(Extracted records)
========================

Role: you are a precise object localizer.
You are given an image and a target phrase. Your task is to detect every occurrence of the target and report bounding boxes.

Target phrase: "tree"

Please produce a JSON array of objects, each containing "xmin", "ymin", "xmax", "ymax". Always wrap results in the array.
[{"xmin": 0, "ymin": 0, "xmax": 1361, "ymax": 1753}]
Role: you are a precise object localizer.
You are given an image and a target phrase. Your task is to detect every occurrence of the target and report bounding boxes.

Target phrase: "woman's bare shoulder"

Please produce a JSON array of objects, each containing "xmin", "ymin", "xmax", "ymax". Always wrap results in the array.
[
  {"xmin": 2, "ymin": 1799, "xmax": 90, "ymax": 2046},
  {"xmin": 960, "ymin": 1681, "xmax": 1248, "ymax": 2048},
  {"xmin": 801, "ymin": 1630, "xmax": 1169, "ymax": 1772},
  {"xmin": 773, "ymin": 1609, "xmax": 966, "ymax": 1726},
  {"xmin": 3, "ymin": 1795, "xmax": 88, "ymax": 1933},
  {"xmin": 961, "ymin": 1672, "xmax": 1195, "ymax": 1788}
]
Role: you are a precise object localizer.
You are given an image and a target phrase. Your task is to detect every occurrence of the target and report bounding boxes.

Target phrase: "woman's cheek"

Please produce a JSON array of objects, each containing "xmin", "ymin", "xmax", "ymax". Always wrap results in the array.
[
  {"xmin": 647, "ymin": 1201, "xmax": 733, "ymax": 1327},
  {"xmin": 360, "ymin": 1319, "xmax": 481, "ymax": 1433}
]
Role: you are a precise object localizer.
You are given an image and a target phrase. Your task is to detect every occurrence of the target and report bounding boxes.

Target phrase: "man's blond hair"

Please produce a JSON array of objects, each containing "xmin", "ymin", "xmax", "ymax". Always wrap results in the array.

========================

EXERCISE AIM: The response should consist of the entries above, retyped exactly.

RESULT BELOW:
Role: you are a precise object localizer.
You are given an image and a target phrase. Your task is to detect every occurrence of the target and report bounding boxes.

Target phrase: "tree"

Please produce a JSON array of objects, each containing "xmin", "ymin", "xmax", "ymax". Always wrap results in the array.
[{"xmin": 0, "ymin": 0, "xmax": 1361, "ymax": 1753}]
Role: you are a precise object localizer.
You are given an image and a target phrase. Your task is to detect every occurrence of the target and report bounding boxes.

Target phrase: "woman's bare shoulder"

Please produce a JSON array of objects, each containing "xmin", "ymin", "xmax", "ymax". Always wrap results in the array.
[
  {"xmin": 2, "ymin": 1799, "xmax": 90, "ymax": 2046},
  {"xmin": 960, "ymin": 1681, "xmax": 1248, "ymax": 2048},
  {"xmin": 801, "ymin": 1630, "xmax": 1169, "ymax": 1772},
  {"xmin": 773, "ymin": 1609, "xmax": 966, "ymax": 1726},
  {"xmin": 3, "ymin": 1795, "xmax": 88, "ymax": 1933},
  {"xmin": 961, "ymin": 1672, "xmax": 1195, "ymax": 1788}
]
Role: you are a precise object localizer.
You are given an image and a target phrase. Your task is to detect every occurrence of the target and report bounding boxes.

Target phrase: "woman's cheek"

Please produce a JSON array of objects, each containing "xmin", "ymin", "xmax", "ymax". Always wrap results in the array.
[
  {"xmin": 647, "ymin": 1201, "xmax": 733, "ymax": 1327},
  {"xmin": 360, "ymin": 1319, "xmax": 481, "ymax": 1433}
]
Role: you are a precise object localizer.
You are given an image and a target phrase. Your task is to detect every occurrence of the target and report bounding boxes.

Target phrase: "man's blond hair"

Please produce a JSON array of objects, each containing "xmin", "ymin", "xmax", "ymax". Always wrap results in the array.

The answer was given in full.